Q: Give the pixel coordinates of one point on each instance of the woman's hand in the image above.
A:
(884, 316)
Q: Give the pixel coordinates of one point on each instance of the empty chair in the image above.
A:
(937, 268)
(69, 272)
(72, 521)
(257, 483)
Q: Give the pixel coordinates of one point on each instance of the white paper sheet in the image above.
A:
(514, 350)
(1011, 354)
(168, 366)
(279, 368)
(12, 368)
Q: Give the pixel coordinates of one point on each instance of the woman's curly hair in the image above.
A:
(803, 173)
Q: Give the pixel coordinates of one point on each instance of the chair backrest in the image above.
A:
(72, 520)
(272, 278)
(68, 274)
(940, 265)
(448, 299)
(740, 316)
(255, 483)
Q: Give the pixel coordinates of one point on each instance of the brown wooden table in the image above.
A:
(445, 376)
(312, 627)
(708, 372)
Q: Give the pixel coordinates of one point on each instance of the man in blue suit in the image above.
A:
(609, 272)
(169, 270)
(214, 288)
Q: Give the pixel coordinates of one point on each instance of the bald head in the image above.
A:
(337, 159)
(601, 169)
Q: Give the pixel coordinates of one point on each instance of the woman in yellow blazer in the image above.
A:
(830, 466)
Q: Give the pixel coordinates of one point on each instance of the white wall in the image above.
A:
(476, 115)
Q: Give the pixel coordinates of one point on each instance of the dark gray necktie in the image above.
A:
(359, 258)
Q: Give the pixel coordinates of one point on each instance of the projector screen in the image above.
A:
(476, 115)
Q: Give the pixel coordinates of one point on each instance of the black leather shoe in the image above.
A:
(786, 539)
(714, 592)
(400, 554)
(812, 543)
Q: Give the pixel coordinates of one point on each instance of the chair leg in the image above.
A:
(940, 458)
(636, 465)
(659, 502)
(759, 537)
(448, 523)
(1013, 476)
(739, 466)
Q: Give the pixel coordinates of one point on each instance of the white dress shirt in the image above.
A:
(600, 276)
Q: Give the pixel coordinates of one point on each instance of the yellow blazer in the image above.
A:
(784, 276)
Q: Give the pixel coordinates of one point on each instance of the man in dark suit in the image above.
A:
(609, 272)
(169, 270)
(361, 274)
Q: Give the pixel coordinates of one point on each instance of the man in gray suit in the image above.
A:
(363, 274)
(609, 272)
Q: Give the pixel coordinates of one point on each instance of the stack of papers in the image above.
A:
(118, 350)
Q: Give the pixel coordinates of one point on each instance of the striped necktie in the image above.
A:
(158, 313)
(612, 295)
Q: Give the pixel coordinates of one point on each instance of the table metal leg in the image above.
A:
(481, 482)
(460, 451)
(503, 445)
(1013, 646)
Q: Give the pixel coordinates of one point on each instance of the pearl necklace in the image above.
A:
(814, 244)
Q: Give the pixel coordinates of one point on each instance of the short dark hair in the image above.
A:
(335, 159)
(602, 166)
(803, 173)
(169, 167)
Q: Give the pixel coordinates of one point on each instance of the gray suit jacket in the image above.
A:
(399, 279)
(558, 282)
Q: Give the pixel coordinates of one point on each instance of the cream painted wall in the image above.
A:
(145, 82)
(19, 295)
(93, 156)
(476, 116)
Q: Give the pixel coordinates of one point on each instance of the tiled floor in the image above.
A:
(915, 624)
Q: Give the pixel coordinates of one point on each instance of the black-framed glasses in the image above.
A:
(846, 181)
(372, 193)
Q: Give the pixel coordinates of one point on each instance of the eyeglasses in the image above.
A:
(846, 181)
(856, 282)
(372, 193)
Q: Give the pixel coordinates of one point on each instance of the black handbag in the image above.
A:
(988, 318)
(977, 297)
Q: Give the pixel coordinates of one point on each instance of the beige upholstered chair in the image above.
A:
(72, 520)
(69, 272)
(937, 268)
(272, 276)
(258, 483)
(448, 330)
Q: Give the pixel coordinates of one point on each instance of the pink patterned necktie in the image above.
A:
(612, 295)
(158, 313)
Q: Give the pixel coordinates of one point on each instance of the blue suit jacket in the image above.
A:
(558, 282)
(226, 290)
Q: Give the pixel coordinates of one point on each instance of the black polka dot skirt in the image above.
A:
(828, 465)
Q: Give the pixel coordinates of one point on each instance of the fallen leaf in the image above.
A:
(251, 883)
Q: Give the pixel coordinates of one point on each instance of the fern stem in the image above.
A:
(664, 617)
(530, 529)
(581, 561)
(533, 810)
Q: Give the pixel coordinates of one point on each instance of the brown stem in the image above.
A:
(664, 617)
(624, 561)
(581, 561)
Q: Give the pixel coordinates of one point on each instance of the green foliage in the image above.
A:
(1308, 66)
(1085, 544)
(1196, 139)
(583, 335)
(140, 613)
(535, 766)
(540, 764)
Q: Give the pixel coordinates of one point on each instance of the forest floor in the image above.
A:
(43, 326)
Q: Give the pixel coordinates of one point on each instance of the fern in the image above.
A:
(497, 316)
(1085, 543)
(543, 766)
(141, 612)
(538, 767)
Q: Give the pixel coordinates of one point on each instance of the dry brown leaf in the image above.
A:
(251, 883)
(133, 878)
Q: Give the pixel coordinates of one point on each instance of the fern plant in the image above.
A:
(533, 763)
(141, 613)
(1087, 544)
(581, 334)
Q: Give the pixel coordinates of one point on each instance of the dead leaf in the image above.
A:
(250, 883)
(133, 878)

EXERCISE BRIEF: Without omitting anything, output the entries exactly.

SOLVED EXERCISE:
Q: Give the pixel coordinates of one point on each instance of the woman's hand in the image above.
A:
(884, 316)
Q: Give the pixel coordinates of one point on each instance of the empty chair in the image above.
A:
(937, 268)
(69, 272)
(72, 521)
(257, 483)
Q: Give the pixel coordinates of one point on each instance of the white paper sheet in the image above.
A:
(514, 350)
(1011, 354)
(168, 366)
(279, 368)
(12, 368)
Q: Give the pixel coordinates of one point on each instance of the woman's curly hair in the image above.
A:
(803, 173)
Q: Give the pixel coordinates of one point on each instance of the chair backrest in the image above.
A:
(72, 520)
(272, 278)
(68, 274)
(940, 265)
(448, 299)
(740, 316)
(255, 483)
Q: Give the pixel coordinates of one point on each instance of the brown wooden table in the image above.
A:
(445, 376)
(312, 627)
(708, 372)
Q: Give the pixel coordinates of one point on each instance of the man in blue suit in the image above.
A:
(609, 272)
(169, 270)
(214, 288)
Q: Give the pixel coordinates of one point on each instance of the bald head in the image above.
A:
(337, 159)
(601, 169)
Q: Give the pixel coordinates of one point on each instance of the woman in yellow blazer in the image above.
A:
(830, 466)
Q: Give the pixel coordinates of one point on each instance of the white wall in the image above.
A:
(476, 115)
Q: Give the pixel coordinates of one point on each instance of the dark gray necktie in the image above.
A:
(359, 258)
Q: Give the pixel coordinates of one point on each instance of the projector screen in the image above.
A:
(476, 115)
Q: Give the pixel coordinates of one point on each instance of the black leather shoe in the image above.
A:
(786, 539)
(714, 592)
(400, 554)
(812, 543)
Q: Give the pixel coordinates of one point on each instance of the chair leg in the image above.
A:
(940, 458)
(636, 465)
(659, 502)
(759, 537)
(448, 523)
(1013, 476)
(739, 466)
Q: Give the pixel coordinates of one point on each instance of the white dress shirt in the image above.
A:
(600, 276)
Q: Give the pixel coordinates of one point on each instance of the yellow blazer in the image above.
A:
(784, 276)
Q: Give the pixel coordinates of one point on each instance of the man in dark suit in the image above.
A:
(609, 272)
(169, 270)
(361, 274)
Q: Give the pixel coordinates of one point on each instance of the man in gray suit in the image above.
A:
(363, 274)
(609, 272)
Q: Give the pixel coordinates of one point on each instance of the stack of papers in the image above.
A:
(118, 350)
Q: Give the pixel coordinates of one point on each instance of the striped necktie in the image above.
A:
(158, 313)
(612, 295)
Q: Give the pixel coordinates of one point on each instance of the table metal leg in the image above.
A:
(481, 482)
(460, 451)
(503, 445)
(1013, 646)
Q: Give the pixel coordinates of one point on each instance of the pearl necklace in the image above.
A:
(814, 244)
Q: Give the pixel coordinates of one point on each instance of the short dark hair in the image above.
A:
(335, 159)
(602, 166)
(803, 173)
(169, 167)
Q: Give the pixel coordinates of one point on each instance of the gray suit jacket in the image above.
A:
(399, 279)
(558, 282)
Q: Give the pixel coordinates of one point on each instance of the cream painted wall in the image above.
A:
(145, 82)
(19, 295)
(93, 156)
(476, 116)
Q: Give the pixel coordinates of one point on each instance of the tiled floor in the image above.
A:
(915, 624)
Q: Give the pixel coordinates of one point on each instance of the black-framed glasses in the image above.
A:
(846, 181)
(372, 193)
Q: Give the pixel coordinates of one point on each instance of the eyeglasses in the image above.
A:
(846, 181)
(856, 282)
(372, 193)
Q: Give the pixel coordinates of one point on each instance of the black handbag in the image above.
A:
(988, 318)
(977, 297)
Q: Give the pixel coordinates of one point on each instance of the beige upholstered chair in the image above.
A:
(72, 520)
(69, 272)
(937, 268)
(272, 276)
(258, 483)
(448, 330)
Q: Give the pixel coordinates of one point on each instance of the pink patterned necktie in the image above.
A:
(612, 295)
(158, 313)
Q: Give the pixel coordinates of one point on each instance of the blue suit jacket in the image above.
A:
(558, 282)
(226, 290)
Q: Give the pixel coordinates of one point on each instance of the black polka dot skirt in the image above.
A:
(828, 465)
Q: Give the pixel coordinates of one point on each instance of the fallen leaf in the image above.
A:
(251, 883)
Q: Give the pixel coordinates of one point on each instance of the fern stem in the image above.
A:
(664, 617)
(530, 529)
(581, 561)
(533, 810)
Q: Give the pixel coordinates of one point on each instance of the brown stem in the image above.
A:
(664, 617)
(624, 561)
(581, 561)
Q: Give the pixel coordinates of one point on each instance of the green foliage in the image above.
A:
(1308, 66)
(1085, 544)
(1196, 139)
(583, 335)
(140, 613)
(535, 766)
(540, 764)
Q: Give the pixel coordinates of one point on each instance of the forest floor in the image above.
A:
(43, 326)
Q: Give the pixel coordinates of one point on each instance of the fern in the image above.
A:
(497, 316)
(1085, 543)
(543, 766)
(141, 612)
(538, 767)
Q: Give the pixel coordinates of one point on each instance of the dry brown leaf in the image above.
A:
(251, 883)
(133, 878)
Q: Give the pixel coordinates of one point on each instance of the fern plant in the image above.
A:
(533, 763)
(141, 613)
(1087, 544)
(581, 334)
Q: Give the pixel coordinates of one point on each instance of the dead leaf in the image above.
A:
(250, 883)
(133, 878)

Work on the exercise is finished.